▸ **Document extract**

= Peter Gumbsch =

German physicist and materials scientist

Peter Gumbsch (born 21 January 1962 in Pforzheim, Germany) is a German physicist and materials scientist. He is the director of the Fraunhofer-Institut für Werkstoffmechanik IWM, (Fraunhofer Institute for Mechanics of Materials IWM) in Freiburg, Germany and professor for mechanics of materials at the Karlsruhe Institute of Technology (KIT).

Gumbsch was elected a member of the National Academy of Engineering in 2016 for multi-scaled modelling techniques that improve fracture and deformation behavior of structural materials.

==Biography==
Peter Gumbsch received his degree in physics (1988) and his doctoral degree (1991) from the University of Stuttgart.
After extended visits at the Sandia National Laboratories in Livermore, California, postdoctoral work at the Imperial College, London and the University of Oxford, he returned to the Max-Planck-Institute in Stuttgart as a group leader and established the group “Modeling and Simulation of Thin Film Phenomena”.

In 2001, he took over the professorship for Materials Mechanics at the University of Karlsruhe, now the Karlsruhe Institute of Technology (KIT). There, he heads departments at the Institute for Applied Materials IAM-ZM and the Institute for Nanotechnology INT. He also heads the Fraunhofer Institute for Mechanics of Materials IWM .
In 2015, Gumbsch was appointed to the German Science Council and was chairman of its Scientific Commission from 2017 to 2021. From 2016 to 2020, he was an elected member of the Fraunhofer Senate and, from 2019 to 2025, a member of the Presidium of the Fraunhofer Society as a member of the Executive Board of the Fraunhofer Group MATERIALS.

▸ **Dataset rows**
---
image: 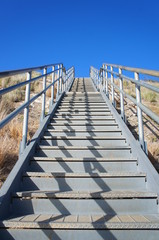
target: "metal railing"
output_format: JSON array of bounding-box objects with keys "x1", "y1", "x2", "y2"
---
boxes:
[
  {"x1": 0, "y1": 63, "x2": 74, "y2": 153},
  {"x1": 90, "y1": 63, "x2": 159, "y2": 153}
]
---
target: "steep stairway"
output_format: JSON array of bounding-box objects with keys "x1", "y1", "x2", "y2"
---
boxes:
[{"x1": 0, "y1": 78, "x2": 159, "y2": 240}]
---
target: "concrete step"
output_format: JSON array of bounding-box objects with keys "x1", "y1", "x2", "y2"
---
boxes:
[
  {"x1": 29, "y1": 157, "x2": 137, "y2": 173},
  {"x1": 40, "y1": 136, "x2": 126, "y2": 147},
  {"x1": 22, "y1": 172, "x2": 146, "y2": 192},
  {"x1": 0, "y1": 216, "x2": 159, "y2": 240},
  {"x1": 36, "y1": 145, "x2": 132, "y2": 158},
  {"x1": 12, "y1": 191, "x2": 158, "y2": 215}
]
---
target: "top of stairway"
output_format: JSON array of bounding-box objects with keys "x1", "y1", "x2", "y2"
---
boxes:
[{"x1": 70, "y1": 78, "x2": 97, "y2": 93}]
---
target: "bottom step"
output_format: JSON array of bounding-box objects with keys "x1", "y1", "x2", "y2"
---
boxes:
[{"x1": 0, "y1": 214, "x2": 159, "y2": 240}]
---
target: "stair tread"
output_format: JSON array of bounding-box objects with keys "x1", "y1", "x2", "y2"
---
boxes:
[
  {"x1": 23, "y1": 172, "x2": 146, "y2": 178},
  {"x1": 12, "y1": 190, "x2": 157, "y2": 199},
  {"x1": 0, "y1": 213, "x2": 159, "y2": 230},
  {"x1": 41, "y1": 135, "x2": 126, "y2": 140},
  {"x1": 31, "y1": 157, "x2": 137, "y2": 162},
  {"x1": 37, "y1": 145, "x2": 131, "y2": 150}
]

▸ **Tasks to complete**
a – According to the Peter Gumbsch biography, in what year was he elected a member of the National Academy of Engineering?
b – Reproduce the passage of the Peter Gumbsch biography that begins at the words "Gumbsch was elected" and stops after "University of Stuttgart.", changing "University of Stuttgart" to "University of Tübingen".
The data has no connection to the Peter Gumbsch biography.

▸ **Solved problems**
a – 2016

b –
Gumbsch was elected a member of the National Academy of Engineering in 2016 for multi-scaled modelling techniques that improve fracture and deformation behavior of structural materials.

==Biography==
Peter Gumbsch received his degree in physics (1988) and his doctoral degree (1991) from the University of Tübingen.